Data excerpts:

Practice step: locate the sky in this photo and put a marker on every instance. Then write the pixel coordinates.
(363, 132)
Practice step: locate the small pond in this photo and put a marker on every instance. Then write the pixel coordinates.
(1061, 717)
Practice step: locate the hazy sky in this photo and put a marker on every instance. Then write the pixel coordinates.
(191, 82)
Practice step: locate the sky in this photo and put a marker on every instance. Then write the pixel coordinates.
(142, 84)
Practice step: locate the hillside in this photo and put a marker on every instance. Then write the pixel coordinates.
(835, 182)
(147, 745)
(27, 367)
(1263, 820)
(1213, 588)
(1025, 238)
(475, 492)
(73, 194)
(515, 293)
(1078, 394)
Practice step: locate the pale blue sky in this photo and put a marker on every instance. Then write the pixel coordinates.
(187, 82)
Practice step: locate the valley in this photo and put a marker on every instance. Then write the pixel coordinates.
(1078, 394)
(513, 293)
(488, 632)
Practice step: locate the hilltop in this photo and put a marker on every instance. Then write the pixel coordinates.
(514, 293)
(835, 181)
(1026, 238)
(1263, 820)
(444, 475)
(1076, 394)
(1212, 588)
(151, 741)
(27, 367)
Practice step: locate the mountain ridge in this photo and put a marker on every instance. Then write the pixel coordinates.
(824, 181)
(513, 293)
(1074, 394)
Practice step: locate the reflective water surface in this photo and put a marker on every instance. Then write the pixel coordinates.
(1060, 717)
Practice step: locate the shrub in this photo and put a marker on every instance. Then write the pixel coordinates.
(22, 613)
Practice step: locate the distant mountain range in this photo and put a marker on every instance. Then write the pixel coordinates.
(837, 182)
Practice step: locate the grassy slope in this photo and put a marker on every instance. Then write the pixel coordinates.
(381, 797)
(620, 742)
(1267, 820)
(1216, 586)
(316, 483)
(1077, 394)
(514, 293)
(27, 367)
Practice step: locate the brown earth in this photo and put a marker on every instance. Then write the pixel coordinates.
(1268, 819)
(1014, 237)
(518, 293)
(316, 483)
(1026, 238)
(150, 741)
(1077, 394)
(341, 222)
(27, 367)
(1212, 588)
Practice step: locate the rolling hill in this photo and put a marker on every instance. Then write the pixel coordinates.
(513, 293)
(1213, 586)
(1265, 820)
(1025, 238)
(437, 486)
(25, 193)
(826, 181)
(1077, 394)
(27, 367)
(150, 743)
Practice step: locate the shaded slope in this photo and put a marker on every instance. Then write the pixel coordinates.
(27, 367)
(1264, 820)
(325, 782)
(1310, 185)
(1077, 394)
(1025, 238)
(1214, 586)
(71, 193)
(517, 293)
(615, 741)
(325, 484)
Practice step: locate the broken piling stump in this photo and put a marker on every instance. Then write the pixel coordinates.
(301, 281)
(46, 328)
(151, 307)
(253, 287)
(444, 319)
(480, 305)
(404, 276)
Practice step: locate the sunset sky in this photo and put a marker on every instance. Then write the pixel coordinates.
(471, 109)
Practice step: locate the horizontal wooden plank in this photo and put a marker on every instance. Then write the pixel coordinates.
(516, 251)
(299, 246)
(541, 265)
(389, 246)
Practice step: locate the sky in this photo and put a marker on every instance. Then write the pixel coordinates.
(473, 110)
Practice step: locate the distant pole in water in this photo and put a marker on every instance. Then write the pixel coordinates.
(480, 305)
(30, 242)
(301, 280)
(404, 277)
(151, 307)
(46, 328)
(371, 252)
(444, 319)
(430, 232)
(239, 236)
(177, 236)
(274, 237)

Task objective: Write out all of the lines above again, word for word, with nothing left out or changed.

Correct response:
Practice step: locate the sky in this photo and put a marker on every instance. Then write the pixel coordinates.
(363, 132)
Practice step: locate the small pond in this photo and put a marker on every instance. Then write the pixel coordinates.
(1061, 717)
Practice step: locate the hazy sky in this photo and put a marker on every instance. Then write the pixel coordinates.
(191, 82)
Practice step: locate the sky in this photo and put a marker on every instance. Then write the pixel coordinates.
(142, 84)
Practice step: locate the hillside in this photo and put a marker on every instance. Then write the pixel coordinates.
(835, 182)
(147, 745)
(27, 367)
(1263, 820)
(1213, 588)
(1025, 238)
(475, 492)
(73, 194)
(515, 293)
(1078, 394)
Practice step: locate the pale blue sky in this photo and put a marker on every instance. Then write the pixel coordinates.
(187, 82)
Practice step: locate the valley in this photo and put a marker on every instance. Then write the pixel coordinates.
(1078, 394)
(513, 293)
(488, 632)
Practice step: locate the hilltop in this photo and put a marker on every instance. Then write the pixel coordinates.
(514, 293)
(835, 181)
(1026, 238)
(1263, 820)
(444, 475)
(1076, 394)
(1212, 588)
(151, 741)
(27, 367)
Practice step: locate the mountain ridge in this photo and put a marker on every instance. Then write the pixel coordinates.
(824, 181)
(513, 293)
(1074, 394)
Practice step: locate the reflective water surface in this photo and put a marker on every instance. Then write the pixel coordinates.
(1060, 717)
Practice step: locate the shrub in this photo and put a marker on every instance. Then write the pixel coordinates.
(22, 613)
Practice step: locate the distant mountain range in this photo and put a marker on every instance. Then write the pixel coordinates.
(837, 182)
Practice step: locate the grassy slope in this photo and put a marker on every instance. Then write the pixel coordinates.
(381, 797)
(620, 742)
(1267, 820)
(1216, 586)
(316, 483)
(1077, 394)
(514, 293)
(27, 367)
Practice step: locate the brown earth in this photo and put a marker on every instance. Then write the pixel coordinates.
(1268, 819)
(1014, 237)
(518, 293)
(316, 483)
(1026, 238)
(150, 741)
(1077, 394)
(341, 222)
(27, 367)
(1212, 588)
Practice step: locate the rolling hill in this photo and put a marker on every instance. Then write the pixel coordinates.
(513, 293)
(1213, 586)
(1265, 820)
(1025, 238)
(437, 486)
(25, 193)
(826, 181)
(1077, 394)
(27, 367)
(150, 743)
Practice step: locate the shaded slope in this photo and put a marker on every instance. Then write the pixel coordinates.
(27, 367)
(1264, 820)
(325, 782)
(1310, 185)
(1077, 394)
(1025, 238)
(1214, 586)
(71, 193)
(517, 293)
(615, 741)
(325, 484)
Practice step: locate the broken piling stump in this photo and put a marker on every instance. Then write the pixel coordinates.
(301, 281)
(46, 328)
(151, 307)
(253, 287)
(444, 319)
(480, 305)
(404, 276)
Practice step: locate the sunset sky in this photo and put a marker on every instance. Then write the pixel coordinates.
(471, 109)
Practice step: locate the horizontal wooden plank in this photo and put a marker on every instance. Then write the pixel coordinates.
(516, 251)
(299, 246)
(541, 265)
(389, 246)
Practice step: locate the sky in this photo and put a marker on every instance. Then write the pixel coordinates.
(473, 110)
Practice step: locate the distant pole in water in this photo and put a marker on every instance. Then write the pixel coordinates.
(480, 305)
(30, 242)
(301, 280)
(404, 277)
(151, 307)
(46, 328)
(371, 252)
(444, 319)
(430, 232)
(239, 236)
(177, 236)
(274, 237)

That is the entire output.